### Directions for this task
Within the data, how many lines hold the word "mountain"? Answer with nothing but the number.

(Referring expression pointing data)
┏━━
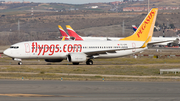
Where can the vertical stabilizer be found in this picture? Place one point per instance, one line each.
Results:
(145, 30)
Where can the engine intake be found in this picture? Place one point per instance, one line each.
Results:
(76, 57)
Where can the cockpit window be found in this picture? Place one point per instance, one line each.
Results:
(15, 47)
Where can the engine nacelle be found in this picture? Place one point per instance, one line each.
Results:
(76, 57)
(53, 60)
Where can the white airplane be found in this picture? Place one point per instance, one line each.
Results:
(155, 40)
(81, 51)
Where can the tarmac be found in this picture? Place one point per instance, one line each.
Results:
(50, 90)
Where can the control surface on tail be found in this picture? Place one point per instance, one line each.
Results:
(145, 30)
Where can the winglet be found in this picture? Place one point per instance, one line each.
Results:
(72, 33)
(145, 30)
(64, 37)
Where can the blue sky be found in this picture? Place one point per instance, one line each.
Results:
(67, 1)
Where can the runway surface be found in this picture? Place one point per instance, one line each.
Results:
(15, 90)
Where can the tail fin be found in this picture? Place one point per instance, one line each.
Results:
(63, 33)
(72, 33)
(145, 30)
(134, 27)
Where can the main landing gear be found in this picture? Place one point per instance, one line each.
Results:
(89, 62)
(19, 63)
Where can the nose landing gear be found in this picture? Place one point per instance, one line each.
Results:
(89, 62)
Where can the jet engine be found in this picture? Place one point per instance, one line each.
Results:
(76, 57)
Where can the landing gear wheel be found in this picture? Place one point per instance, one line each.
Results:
(89, 62)
(75, 63)
(19, 63)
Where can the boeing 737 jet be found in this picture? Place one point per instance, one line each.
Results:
(81, 51)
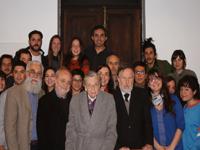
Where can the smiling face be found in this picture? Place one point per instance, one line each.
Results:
(149, 55)
(19, 74)
(49, 78)
(126, 80)
(140, 75)
(63, 82)
(35, 42)
(155, 83)
(56, 46)
(76, 47)
(104, 75)
(171, 86)
(187, 93)
(178, 63)
(99, 37)
(92, 86)
(6, 65)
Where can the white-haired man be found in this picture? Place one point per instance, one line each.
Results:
(92, 118)
(21, 109)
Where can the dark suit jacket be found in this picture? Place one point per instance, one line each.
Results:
(134, 130)
(52, 117)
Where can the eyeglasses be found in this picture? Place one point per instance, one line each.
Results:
(139, 72)
(154, 78)
(77, 80)
(47, 76)
(38, 74)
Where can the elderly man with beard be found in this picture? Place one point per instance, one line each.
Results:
(53, 110)
(21, 110)
(134, 127)
(19, 74)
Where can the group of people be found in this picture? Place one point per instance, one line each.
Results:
(88, 100)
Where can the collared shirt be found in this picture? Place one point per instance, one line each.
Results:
(91, 104)
(161, 127)
(97, 59)
(33, 98)
(127, 103)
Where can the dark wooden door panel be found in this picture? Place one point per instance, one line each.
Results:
(79, 22)
(123, 25)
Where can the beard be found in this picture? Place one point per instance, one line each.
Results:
(126, 89)
(61, 92)
(35, 47)
(33, 87)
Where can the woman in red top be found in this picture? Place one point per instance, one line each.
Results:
(75, 59)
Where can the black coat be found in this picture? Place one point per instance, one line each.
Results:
(52, 116)
(134, 130)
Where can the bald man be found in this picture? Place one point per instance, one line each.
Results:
(53, 110)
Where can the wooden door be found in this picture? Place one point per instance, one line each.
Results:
(122, 22)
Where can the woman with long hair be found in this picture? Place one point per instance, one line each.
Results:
(189, 92)
(166, 113)
(55, 55)
(49, 80)
(178, 61)
(106, 80)
(75, 59)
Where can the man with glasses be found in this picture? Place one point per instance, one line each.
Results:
(53, 110)
(92, 118)
(140, 74)
(21, 110)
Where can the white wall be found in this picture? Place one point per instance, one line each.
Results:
(174, 24)
(19, 17)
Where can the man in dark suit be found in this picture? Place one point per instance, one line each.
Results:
(52, 115)
(134, 126)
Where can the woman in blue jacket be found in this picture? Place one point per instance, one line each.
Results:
(167, 115)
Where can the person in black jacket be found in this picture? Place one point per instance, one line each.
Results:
(35, 43)
(134, 127)
(52, 115)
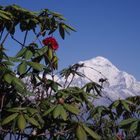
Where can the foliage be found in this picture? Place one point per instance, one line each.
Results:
(34, 106)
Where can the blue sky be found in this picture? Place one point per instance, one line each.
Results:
(109, 28)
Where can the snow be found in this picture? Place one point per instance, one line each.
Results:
(121, 84)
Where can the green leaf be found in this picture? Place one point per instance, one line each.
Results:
(127, 122)
(32, 121)
(49, 111)
(21, 52)
(72, 109)
(18, 85)
(50, 54)
(22, 67)
(8, 78)
(9, 118)
(7, 63)
(80, 133)
(5, 15)
(125, 105)
(41, 51)
(57, 111)
(36, 66)
(91, 133)
(134, 126)
(63, 113)
(21, 122)
(16, 109)
(28, 55)
(32, 110)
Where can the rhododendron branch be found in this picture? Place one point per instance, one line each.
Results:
(25, 37)
(12, 36)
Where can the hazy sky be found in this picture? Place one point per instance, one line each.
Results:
(109, 28)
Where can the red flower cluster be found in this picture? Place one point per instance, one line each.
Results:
(50, 41)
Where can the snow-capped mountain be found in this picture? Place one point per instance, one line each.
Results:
(119, 85)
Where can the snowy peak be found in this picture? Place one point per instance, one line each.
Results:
(121, 84)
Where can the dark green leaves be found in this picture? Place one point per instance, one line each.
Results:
(9, 118)
(80, 133)
(36, 66)
(91, 133)
(61, 30)
(72, 109)
(22, 67)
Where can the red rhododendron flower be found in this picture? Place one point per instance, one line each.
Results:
(51, 42)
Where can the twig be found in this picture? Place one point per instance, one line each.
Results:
(5, 38)
(25, 37)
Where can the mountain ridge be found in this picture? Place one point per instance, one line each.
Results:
(120, 84)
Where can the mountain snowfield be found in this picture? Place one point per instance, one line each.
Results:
(120, 84)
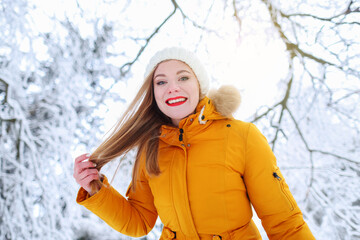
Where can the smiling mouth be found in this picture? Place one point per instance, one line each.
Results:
(176, 101)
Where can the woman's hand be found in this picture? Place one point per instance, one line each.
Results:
(85, 172)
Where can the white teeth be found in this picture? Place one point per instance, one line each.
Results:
(176, 100)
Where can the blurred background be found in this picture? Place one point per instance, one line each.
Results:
(68, 69)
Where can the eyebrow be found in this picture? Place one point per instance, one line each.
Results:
(163, 75)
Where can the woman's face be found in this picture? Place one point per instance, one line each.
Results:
(176, 90)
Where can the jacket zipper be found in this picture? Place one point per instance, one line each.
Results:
(181, 134)
(282, 186)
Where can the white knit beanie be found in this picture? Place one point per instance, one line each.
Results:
(177, 53)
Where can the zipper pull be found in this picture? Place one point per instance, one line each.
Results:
(181, 134)
(276, 176)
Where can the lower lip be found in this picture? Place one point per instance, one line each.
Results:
(176, 104)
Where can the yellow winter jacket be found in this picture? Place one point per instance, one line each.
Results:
(212, 169)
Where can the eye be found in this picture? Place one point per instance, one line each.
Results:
(160, 83)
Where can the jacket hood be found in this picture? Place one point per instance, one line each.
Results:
(226, 100)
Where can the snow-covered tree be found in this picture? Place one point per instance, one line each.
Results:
(57, 80)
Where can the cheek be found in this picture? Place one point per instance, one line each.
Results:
(157, 95)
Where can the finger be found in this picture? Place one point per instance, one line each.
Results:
(82, 157)
(85, 182)
(87, 173)
(80, 167)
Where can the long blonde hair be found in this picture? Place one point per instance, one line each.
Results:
(139, 128)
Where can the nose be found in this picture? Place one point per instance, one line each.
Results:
(173, 87)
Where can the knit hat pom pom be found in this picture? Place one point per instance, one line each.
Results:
(226, 99)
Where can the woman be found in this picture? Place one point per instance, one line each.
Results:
(197, 168)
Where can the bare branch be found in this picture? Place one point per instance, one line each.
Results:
(126, 67)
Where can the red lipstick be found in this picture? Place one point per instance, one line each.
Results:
(172, 102)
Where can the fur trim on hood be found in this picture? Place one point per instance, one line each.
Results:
(226, 99)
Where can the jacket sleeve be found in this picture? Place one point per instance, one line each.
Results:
(134, 216)
(269, 193)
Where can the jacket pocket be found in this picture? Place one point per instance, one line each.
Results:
(284, 188)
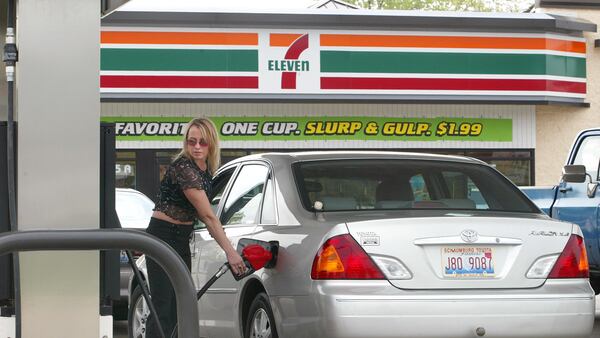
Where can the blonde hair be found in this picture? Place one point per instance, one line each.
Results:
(209, 131)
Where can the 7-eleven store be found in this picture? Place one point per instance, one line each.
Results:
(462, 83)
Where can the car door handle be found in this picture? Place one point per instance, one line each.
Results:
(565, 189)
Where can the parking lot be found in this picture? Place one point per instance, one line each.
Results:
(120, 327)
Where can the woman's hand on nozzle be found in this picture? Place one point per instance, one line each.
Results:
(236, 262)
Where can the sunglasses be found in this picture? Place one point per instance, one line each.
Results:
(192, 142)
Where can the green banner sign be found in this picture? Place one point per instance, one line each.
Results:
(273, 128)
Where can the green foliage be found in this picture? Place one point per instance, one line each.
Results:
(447, 5)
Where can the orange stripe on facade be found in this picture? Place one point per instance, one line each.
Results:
(183, 38)
(283, 40)
(347, 40)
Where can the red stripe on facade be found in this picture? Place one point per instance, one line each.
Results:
(151, 81)
(451, 84)
(288, 79)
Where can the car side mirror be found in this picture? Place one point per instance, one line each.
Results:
(574, 173)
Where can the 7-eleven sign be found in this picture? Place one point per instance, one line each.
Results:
(291, 65)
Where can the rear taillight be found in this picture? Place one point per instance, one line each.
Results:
(342, 258)
(572, 262)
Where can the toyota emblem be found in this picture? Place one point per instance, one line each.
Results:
(469, 236)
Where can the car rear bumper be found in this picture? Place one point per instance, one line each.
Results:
(562, 308)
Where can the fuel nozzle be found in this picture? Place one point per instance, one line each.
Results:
(256, 255)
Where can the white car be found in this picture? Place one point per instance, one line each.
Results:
(386, 244)
(134, 210)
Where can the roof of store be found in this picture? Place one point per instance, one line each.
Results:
(365, 19)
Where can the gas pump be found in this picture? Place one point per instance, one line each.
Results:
(7, 296)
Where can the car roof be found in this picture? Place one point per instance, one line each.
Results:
(291, 157)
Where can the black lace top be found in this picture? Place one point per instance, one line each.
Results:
(181, 175)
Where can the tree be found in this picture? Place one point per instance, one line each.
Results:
(447, 5)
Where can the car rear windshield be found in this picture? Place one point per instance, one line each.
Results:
(358, 184)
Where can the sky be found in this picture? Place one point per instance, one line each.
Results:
(218, 4)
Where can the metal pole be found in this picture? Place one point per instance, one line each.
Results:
(105, 239)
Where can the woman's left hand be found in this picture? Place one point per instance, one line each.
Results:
(236, 262)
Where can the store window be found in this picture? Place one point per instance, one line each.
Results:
(125, 169)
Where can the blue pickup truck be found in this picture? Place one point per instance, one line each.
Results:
(576, 198)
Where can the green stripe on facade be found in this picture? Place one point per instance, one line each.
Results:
(179, 60)
(451, 63)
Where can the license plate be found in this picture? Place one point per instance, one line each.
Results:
(466, 261)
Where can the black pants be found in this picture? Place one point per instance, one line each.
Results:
(163, 295)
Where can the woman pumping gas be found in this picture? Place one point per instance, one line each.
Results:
(184, 197)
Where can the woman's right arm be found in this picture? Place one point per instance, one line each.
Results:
(201, 203)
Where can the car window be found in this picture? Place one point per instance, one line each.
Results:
(243, 202)
(589, 155)
(268, 210)
(219, 184)
(417, 182)
(133, 209)
(340, 185)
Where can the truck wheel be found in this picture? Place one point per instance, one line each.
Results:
(138, 314)
(260, 322)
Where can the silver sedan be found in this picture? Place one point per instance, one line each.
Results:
(382, 244)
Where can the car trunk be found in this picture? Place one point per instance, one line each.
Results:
(445, 252)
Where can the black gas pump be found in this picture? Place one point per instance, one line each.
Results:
(110, 259)
(7, 294)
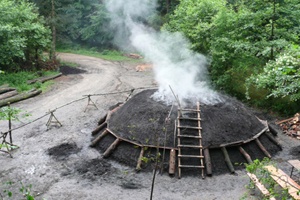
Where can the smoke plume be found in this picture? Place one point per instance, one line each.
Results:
(175, 65)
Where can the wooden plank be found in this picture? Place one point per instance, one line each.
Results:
(191, 166)
(190, 146)
(20, 97)
(172, 162)
(190, 136)
(260, 186)
(190, 156)
(189, 118)
(207, 162)
(284, 181)
(189, 127)
(44, 79)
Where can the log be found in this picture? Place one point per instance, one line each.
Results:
(6, 89)
(20, 97)
(99, 128)
(8, 94)
(259, 144)
(273, 139)
(97, 139)
(207, 162)
(227, 160)
(44, 79)
(138, 166)
(111, 148)
(245, 154)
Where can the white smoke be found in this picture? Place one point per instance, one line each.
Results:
(175, 65)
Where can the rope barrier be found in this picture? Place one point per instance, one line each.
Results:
(84, 97)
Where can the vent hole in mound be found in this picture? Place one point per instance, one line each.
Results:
(94, 168)
(63, 151)
(65, 70)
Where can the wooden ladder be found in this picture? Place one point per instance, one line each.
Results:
(189, 139)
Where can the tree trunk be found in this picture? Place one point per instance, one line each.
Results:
(53, 28)
(273, 28)
(168, 5)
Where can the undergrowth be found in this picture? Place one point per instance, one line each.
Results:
(19, 80)
(111, 55)
(258, 168)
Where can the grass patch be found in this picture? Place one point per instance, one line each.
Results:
(111, 55)
(70, 64)
(19, 80)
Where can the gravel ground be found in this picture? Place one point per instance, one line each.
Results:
(59, 163)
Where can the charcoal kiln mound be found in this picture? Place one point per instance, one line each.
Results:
(219, 136)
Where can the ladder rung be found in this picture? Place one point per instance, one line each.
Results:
(192, 110)
(190, 118)
(190, 156)
(190, 127)
(190, 146)
(190, 136)
(191, 166)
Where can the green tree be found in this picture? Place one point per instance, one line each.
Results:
(23, 37)
(281, 77)
(77, 22)
(239, 36)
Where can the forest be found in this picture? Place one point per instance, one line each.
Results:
(253, 46)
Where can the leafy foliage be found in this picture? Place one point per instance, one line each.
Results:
(24, 191)
(23, 36)
(281, 76)
(258, 168)
(78, 23)
(240, 37)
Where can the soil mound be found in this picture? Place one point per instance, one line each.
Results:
(63, 151)
(143, 123)
(93, 169)
(143, 119)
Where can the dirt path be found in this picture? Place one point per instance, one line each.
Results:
(60, 164)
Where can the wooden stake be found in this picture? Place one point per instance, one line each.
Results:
┗━━
### Answer space
3